A Shakespearean Sonnet is a 14 line poem which follows a consitent rhyme scheme pattern of ABAB CDCD EFEF GG and each line is 10 syllables long written in iambic pentameter.

#### Cleaning the sonnet and storing as a list

In [159]:
import string

def process_poem(poem):
    lines = [
        line.translate(str.maketrans('', '', string.punctuation))
        for line in poem.strip().split('\n') if line.strip()
    ]
    
    return poem, lines

poem1, lines1 = process_poem(poem1)
poem2, lines2 = process_poem(poem2)
poem3, lines3 = process_poem(poem3)

#### Finding the Rhyming Scheme

In [161]:
import pronouncing

poem_list = [lines1, lines2, lines3]

def get_rhyming_scheme(lines):
    last_words = [line.split()[-1] for line in lines]
    rhyme_dict = {}
    scheme = []
    current_letter = 'A'

    for word in last_words:
        rhymes = pronouncing.rhymes(word)
        for key, letter in rhyme_dict.items():
            if word in rhymes or key in rhymes:
                scheme.append(letter)
                break
        else:
            rhyme_dict[word] = current_letter
            scheme.append(current_letter)
            current_letter = chr(ord(current_letter) + 1)

    rhyme_scheme = ''.join(scheme)
    return '\n'.join([rhyme_scheme[i:i+4] for i in range(0, len(rhyme_scheme), 4)])


# Process each poem and print rhyming schemes
for i, poem in enumerate(poem_list, 1):
    rhyme_scheme = get_rhyming_scheme(poem)
    print(f"Rhyming Scheme for Poem {i}: \n{rhyme_scheme}")


Rhyming Scheme for Poem 1: 
ABAB
CDCD
EFEF
GH
Rhyming Scheme for Poem 2: 
ABAB
CDCD
EFEF
GH
Rhyming Scheme for Poem 3: 
ABAA
CDCD
EAEF
GG


##### Poem 1 and Poem 2: (ABAB CDCD EFEF GH)
* Both deviate in the final rhyming couplet, ending with GH instead of the required GG.
##### Poem 3: (ABAA CDCD EAEF GG)
* Deviates significantly by breaking the rhyme pattern in the first quatrain (ABAA) and altering the third quatrain (EAEF). However, it maintains the correct final rhyming couplet (GG).

These deviations suggest that while the poems attempt structural similarity to a Shakespearean sonnet, they fail to fully conform to its rhyme scheme.

· · · · · · ·

WORK INSTRUCTION: From the passage on sonnet rhyme schemes, copy out everything from "for key, letter" down to "rhyme_scheme = ''.join(scheme)" without changing a character.

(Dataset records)
· · · · · · ·

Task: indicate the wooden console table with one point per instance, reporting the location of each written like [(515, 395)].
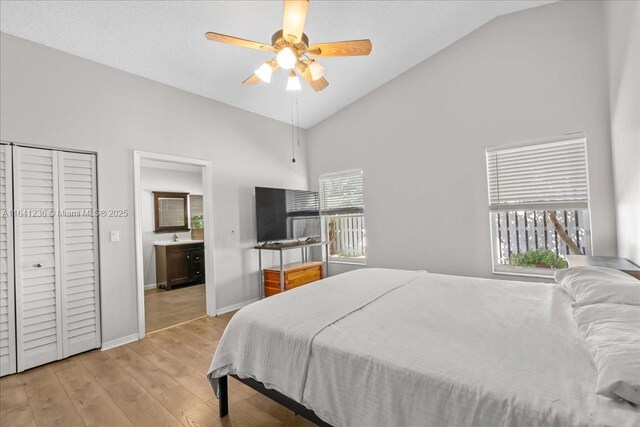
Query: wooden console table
[(281, 247), (618, 263)]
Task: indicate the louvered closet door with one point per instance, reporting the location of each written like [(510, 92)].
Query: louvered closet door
[(7, 301), (37, 262), (79, 253)]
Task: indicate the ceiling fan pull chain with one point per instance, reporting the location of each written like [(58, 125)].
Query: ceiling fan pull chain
[(293, 144), (297, 120)]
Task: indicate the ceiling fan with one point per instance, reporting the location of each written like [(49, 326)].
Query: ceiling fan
[(292, 50)]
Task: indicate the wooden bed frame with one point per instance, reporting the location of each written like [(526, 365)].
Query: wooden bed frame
[(297, 408)]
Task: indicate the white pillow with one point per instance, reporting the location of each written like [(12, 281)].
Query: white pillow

· · · · · · ·

RESPONSE:
for key, letter in rhyme_dict.items():
            if word in rhymes or key in rhymes:
                scheme.append(letter)
                break
        else:
            rhyme_dict[word] = current_letter
            scheme.append(current_letter)
            current_letter = chr(ord(current_letter) + 1)

    rhyme_scheme = ''.join(scheme)